WRITTEN PROBLEM: Each entry that follows must be output without any deviation.

* begin *

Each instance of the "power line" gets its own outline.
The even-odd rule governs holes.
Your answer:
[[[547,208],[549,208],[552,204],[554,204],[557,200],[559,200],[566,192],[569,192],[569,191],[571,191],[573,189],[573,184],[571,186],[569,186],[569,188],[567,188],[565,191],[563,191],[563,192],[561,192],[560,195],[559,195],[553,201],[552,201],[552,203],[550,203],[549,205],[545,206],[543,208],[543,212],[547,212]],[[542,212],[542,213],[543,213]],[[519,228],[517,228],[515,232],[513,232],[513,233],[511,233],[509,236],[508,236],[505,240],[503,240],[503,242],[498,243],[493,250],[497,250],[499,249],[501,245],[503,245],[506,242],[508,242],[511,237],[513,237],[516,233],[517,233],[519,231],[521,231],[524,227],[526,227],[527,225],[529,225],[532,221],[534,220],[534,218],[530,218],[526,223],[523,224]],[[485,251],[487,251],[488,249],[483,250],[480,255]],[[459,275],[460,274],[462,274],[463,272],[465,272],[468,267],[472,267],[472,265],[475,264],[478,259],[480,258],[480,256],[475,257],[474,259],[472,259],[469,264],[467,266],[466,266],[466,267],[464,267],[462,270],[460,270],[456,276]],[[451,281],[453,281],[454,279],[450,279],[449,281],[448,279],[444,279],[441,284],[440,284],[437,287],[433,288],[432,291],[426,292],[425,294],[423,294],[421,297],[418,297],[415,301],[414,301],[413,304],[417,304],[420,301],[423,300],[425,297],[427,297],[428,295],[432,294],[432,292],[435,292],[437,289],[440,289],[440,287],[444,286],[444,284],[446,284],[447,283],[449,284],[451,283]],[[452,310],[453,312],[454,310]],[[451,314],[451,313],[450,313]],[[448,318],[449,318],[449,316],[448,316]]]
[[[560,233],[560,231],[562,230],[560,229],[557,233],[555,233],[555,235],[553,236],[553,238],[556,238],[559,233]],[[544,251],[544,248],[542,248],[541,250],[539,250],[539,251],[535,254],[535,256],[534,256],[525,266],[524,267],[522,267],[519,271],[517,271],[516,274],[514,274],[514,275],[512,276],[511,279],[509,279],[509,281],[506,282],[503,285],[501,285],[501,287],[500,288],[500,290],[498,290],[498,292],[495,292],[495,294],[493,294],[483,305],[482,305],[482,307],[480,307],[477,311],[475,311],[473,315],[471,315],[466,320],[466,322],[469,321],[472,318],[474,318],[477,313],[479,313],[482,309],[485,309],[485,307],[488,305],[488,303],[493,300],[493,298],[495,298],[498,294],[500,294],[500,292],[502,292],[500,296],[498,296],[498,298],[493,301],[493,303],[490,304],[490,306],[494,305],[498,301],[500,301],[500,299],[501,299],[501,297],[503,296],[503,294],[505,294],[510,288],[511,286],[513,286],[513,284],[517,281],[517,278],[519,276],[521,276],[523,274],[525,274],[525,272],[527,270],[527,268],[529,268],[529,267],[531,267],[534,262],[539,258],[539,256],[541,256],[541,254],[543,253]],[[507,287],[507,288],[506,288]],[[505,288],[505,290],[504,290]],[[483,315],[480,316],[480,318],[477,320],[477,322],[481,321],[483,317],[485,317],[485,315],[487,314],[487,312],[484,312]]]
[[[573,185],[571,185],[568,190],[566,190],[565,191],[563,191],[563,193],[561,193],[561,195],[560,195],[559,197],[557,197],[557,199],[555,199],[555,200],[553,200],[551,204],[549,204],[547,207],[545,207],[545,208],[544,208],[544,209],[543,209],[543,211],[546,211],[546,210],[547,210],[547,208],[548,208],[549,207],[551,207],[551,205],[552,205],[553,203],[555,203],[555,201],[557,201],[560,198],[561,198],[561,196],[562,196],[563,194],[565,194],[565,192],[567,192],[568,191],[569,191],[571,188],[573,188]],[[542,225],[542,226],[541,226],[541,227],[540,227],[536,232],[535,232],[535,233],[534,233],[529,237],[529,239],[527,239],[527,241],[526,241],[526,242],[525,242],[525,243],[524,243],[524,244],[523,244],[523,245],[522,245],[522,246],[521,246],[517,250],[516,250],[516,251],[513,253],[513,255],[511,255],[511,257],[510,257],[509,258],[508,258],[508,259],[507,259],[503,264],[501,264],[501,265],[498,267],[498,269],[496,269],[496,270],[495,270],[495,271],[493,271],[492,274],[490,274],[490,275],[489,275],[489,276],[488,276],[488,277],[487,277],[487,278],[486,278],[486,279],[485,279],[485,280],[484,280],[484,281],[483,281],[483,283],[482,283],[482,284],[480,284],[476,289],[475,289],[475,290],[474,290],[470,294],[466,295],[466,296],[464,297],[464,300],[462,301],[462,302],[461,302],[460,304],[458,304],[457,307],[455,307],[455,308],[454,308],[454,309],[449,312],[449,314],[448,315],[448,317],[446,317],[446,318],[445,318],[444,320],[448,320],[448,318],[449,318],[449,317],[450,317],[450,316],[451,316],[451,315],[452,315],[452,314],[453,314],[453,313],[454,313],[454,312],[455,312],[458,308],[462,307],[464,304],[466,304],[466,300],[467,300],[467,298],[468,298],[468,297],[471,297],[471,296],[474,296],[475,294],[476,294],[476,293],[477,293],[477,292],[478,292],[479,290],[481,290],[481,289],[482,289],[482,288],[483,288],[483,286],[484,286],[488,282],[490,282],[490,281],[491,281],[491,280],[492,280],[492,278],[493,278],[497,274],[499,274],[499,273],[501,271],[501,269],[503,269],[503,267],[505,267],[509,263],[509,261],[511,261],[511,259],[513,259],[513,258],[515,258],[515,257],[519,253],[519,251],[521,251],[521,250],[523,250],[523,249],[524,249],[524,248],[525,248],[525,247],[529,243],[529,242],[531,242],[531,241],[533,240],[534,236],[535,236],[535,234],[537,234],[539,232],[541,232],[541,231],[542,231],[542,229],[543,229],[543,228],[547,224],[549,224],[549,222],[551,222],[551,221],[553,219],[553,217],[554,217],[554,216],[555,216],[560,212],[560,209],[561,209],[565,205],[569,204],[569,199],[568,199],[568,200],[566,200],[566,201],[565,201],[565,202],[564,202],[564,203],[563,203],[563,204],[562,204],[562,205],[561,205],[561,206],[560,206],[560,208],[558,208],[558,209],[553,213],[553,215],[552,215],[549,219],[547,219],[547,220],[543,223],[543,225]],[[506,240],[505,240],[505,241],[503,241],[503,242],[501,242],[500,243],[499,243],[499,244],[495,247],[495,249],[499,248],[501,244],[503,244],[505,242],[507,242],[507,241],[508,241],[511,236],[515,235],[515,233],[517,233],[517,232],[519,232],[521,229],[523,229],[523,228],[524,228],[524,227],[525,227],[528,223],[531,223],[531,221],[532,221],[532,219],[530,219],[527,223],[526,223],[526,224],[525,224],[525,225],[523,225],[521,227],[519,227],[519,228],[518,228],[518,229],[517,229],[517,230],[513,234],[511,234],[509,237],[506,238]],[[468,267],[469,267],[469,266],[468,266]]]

* end *

REPLY:
Each instance of the "power line" gets its own outline.
The even-odd rule governs holes.
Your answer:
[[[547,208],[549,208],[552,204],[554,204],[557,200],[559,200],[566,192],[569,192],[569,191],[571,191],[573,189],[573,184],[571,186],[569,186],[569,188],[567,188],[565,191],[563,191],[563,192],[561,192],[560,195],[559,195],[553,201],[552,201],[552,203],[550,203],[549,205],[545,206],[543,208],[543,212],[547,212]],[[542,212],[542,213],[543,213]],[[519,228],[517,228],[515,232],[513,232],[513,233],[511,233],[509,236],[508,236],[505,240],[503,240],[503,242],[498,243],[493,250],[497,250],[499,249],[501,245],[503,245],[506,242],[508,242],[511,237],[513,237],[516,233],[517,233],[519,231],[521,231],[524,227],[526,227],[527,225],[529,225],[532,221],[534,220],[534,218],[530,218],[526,223],[523,224]],[[485,251],[487,251],[488,249],[483,250],[480,255]],[[459,275],[460,274],[462,274],[463,272],[465,272],[468,267],[472,267],[472,265],[475,264],[478,259],[480,258],[480,256],[475,257],[474,259],[472,259],[469,264],[467,266],[466,266],[466,267],[464,267],[462,270],[460,270],[456,276]],[[451,281],[453,281],[454,279],[450,279],[449,281],[448,279],[444,279],[441,284],[440,284],[437,287],[433,288],[432,291],[426,292],[425,294],[423,294],[421,297],[418,297],[415,301],[414,301],[413,304],[417,304],[420,301],[423,300],[425,297],[427,297],[428,295],[432,294],[432,292],[435,292],[437,289],[440,289],[440,287],[444,286],[444,284],[446,284],[447,283],[449,284],[451,283]],[[452,310],[453,312],[454,310]],[[451,314],[451,313],[450,313]],[[448,318],[449,318],[449,316],[448,316]]]
[[[560,233],[560,231],[562,230],[560,229],[557,233],[555,233],[555,235],[553,236],[553,238],[556,238],[559,233]],[[544,251],[544,248],[542,248],[541,250],[539,250],[539,251],[535,254],[535,256],[534,256],[525,266],[524,267],[522,267],[519,271],[517,271],[516,274],[514,274],[514,275],[512,276],[511,279],[509,279],[509,281],[506,282],[503,285],[501,285],[501,287],[500,288],[500,290],[498,290],[498,292],[495,292],[495,294],[493,294],[483,305],[482,305],[482,307],[480,307],[477,311],[475,311],[473,315],[471,315],[466,320],[466,322],[469,321],[472,318],[474,318],[477,313],[479,313],[482,309],[485,309],[485,307],[488,305],[488,303],[493,300],[493,298],[495,298],[498,294],[500,294],[500,292],[502,292],[500,296],[498,296],[498,298],[493,301],[493,303],[490,304],[490,306],[494,305],[498,301],[500,301],[500,299],[501,299],[501,297],[503,296],[503,294],[505,294],[510,288],[511,286],[513,286],[513,284],[517,281],[517,278],[519,276],[521,276],[523,274],[525,274],[525,272],[527,270],[527,268],[529,268],[529,267],[531,267],[534,262],[539,258],[539,256],[541,256],[541,254],[543,253]],[[507,287],[507,288],[506,288]],[[505,288],[505,290],[504,290]],[[483,315],[480,316],[480,318],[477,320],[477,322],[481,321],[483,317],[485,317],[485,315],[487,314],[487,312],[484,312]]]
[[[573,185],[571,185],[568,190],[566,190],[565,191],[563,191],[563,193],[561,193],[561,195],[560,195],[559,197],[557,197],[557,199],[555,199],[555,200],[553,200],[551,204],[549,204],[547,207],[545,207],[545,208],[544,208],[544,209],[543,209],[543,211],[546,211],[546,210],[547,210],[547,208],[548,208],[549,207],[551,207],[551,205],[552,205],[553,203],[555,203],[555,201],[557,201],[560,198],[561,198],[561,196],[562,196],[563,194],[565,194],[565,192],[567,192],[568,191],[569,191],[571,188],[573,188]],[[542,225],[542,226],[541,226],[541,227],[540,227],[536,232],[535,232],[535,233],[534,233],[529,237],[529,239],[527,239],[527,241],[526,241],[526,242],[525,242],[525,243],[524,243],[524,244],[523,244],[523,245],[522,245],[522,246],[521,246],[517,250],[516,250],[516,251],[513,253],[513,255],[511,255],[511,257],[510,257],[509,258],[508,258],[508,259],[507,259],[503,264],[501,264],[501,265],[498,267],[498,269],[496,269],[496,270],[495,270],[495,271],[493,271],[492,274],[490,274],[490,275],[489,275],[489,276],[488,276],[488,277],[487,277],[487,278],[486,278],[486,279],[485,279],[485,280],[484,280],[484,281],[483,281],[483,283],[482,283],[482,284],[480,284],[476,289],[475,289],[475,290],[474,290],[470,294],[466,295],[466,296],[464,297],[464,300],[462,301],[462,302],[461,302],[460,304],[458,304],[457,307],[455,307],[455,308],[454,308],[454,309],[449,312],[449,314],[448,315],[448,317],[446,317],[446,318],[445,318],[444,320],[448,320],[448,318],[449,318],[449,317],[450,317],[450,316],[451,316],[451,315],[452,315],[452,314],[453,314],[453,313],[454,313],[454,312],[455,312],[458,308],[462,307],[464,304],[466,304],[466,300],[467,300],[467,298],[468,298],[468,297],[471,297],[471,296],[474,296],[475,294],[476,294],[476,293],[477,293],[477,292],[478,292],[479,290],[481,290],[481,289],[482,289],[482,288],[483,288],[483,286],[484,286],[488,282],[490,282],[490,281],[491,281],[491,280],[492,280],[492,278],[493,278],[497,274],[499,274],[499,273],[501,271],[501,269],[503,269],[503,267],[505,267],[509,263],[509,261],[511,261],[511,259],[513,259],[513,258],[515,258],[515,257],[519,253],[519,251],[521,251],[521,250],[523,250],[523,249],[524,249],[524,248],[525,248],[525,247],[529,243],[529,242],[531,242],[531,241],[533,240],[534,236],[535,236],[535,234],[537,234],[539,232],[541,232],[541,231],[542,231],[542,229],[543,229],[543,228],[547,224],[549,224],[549,222],[551,222],[551,221],[553,219],[553,217],[554,217],[554,216],[555,216],[560,212],[560,209],[561,209],[565,205],[569,204],[569,199],[568,199],[568,200],[566,200],[566,201],[565,201],[565,202],[564,202],[564,203],[563,203],[563,204],[562,204],[562,205],[561,205],[561,206],[560,206],[560,208],[558,208],[558,209],[553,213],[553,215],[552,215],[549,219],[547,219],[547,220],[543,223],[543,225]],[[506,240],[505,240],[505,241],[503,241],[503,242],[501,242],[500,243],[499,243],[499,244],[495,247],[495,249],[499,248],[501,244],[503,244],[505,242],[507,242],[507,241],[508,241],[511,236],[515,235],[515,233],[517,233],[517,232],[519,232],[521,229],[523,229],[523,228],[524,228],[524,227],[525,227],[528,223],[531,223],[531,221],[532,221],[532,219],[530,219],[527,223],[526,223],[526,224],[525,224],[525,225],[523,225],[521,227],[519,227],[519,228],[518,228],[518,229],[517,229],[517,230],[513,234],[511,234],[509,237],[506,238]],[[468,267],[469,267],[469,266],[468,266]]]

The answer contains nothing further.